** Extracted information follows **
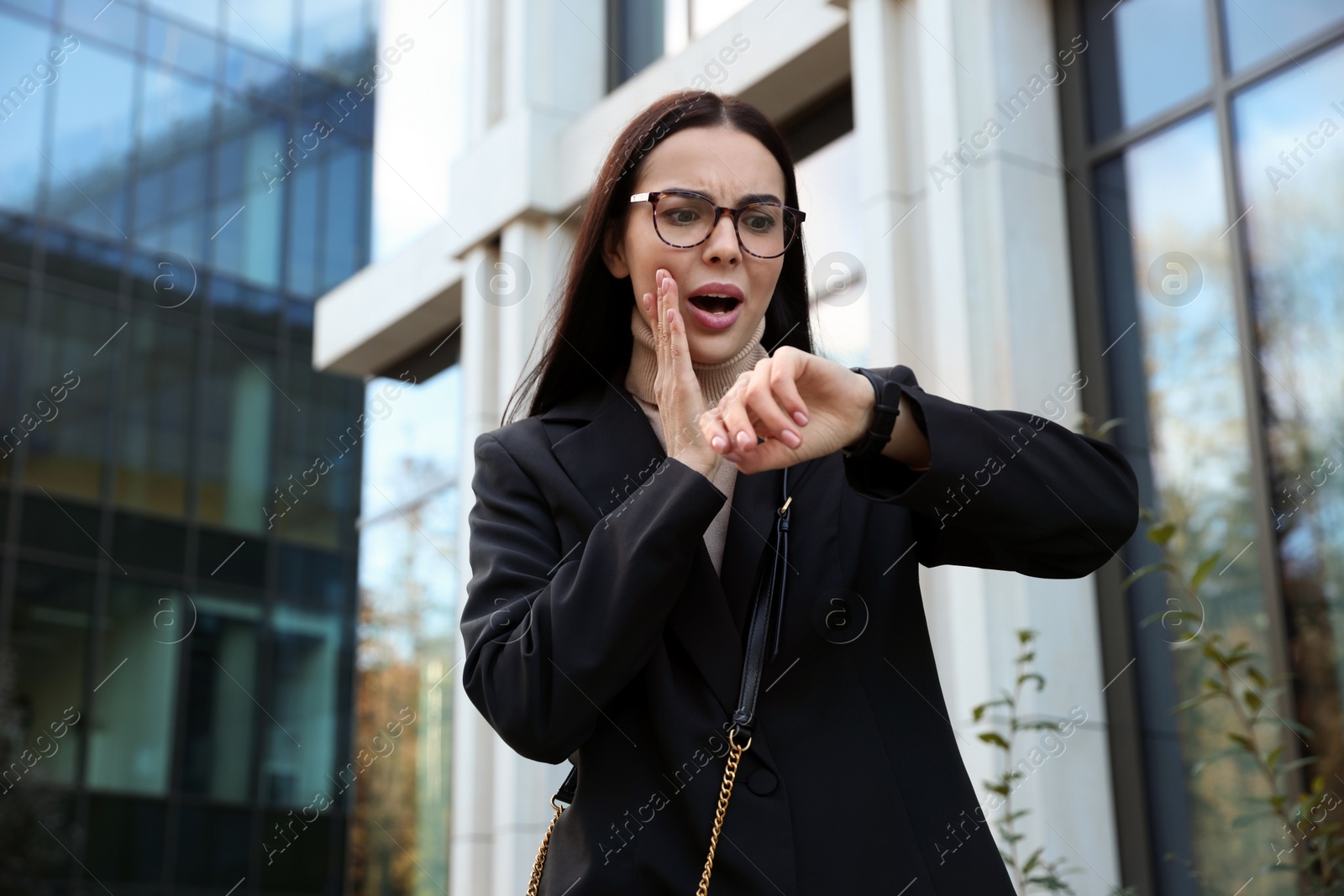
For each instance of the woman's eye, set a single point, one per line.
** End of Extracted information **
** Extracted information follows **
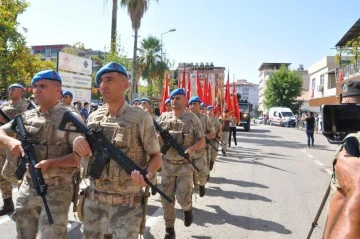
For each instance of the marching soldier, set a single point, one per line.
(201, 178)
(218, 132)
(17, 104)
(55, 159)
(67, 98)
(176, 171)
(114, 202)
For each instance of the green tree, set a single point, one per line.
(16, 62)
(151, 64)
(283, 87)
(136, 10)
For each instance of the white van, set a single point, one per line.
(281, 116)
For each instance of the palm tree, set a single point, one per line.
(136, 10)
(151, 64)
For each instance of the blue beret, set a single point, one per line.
** End of Extracted information **
● The problem:
What you return must be an exact retyping of the lines above starting at the line with "For each instance of the white" and ending at the line with "For each instance of the blue", and nothing besides.

● Answer for this exercise:
For each instance of the white van, set a single point, one per line.
(281, 116)
For each instance of the palm tree, set a single point, one per line.
(136, 10)
(151, 64)
For each instance of the blue beret, set a single point, one per line.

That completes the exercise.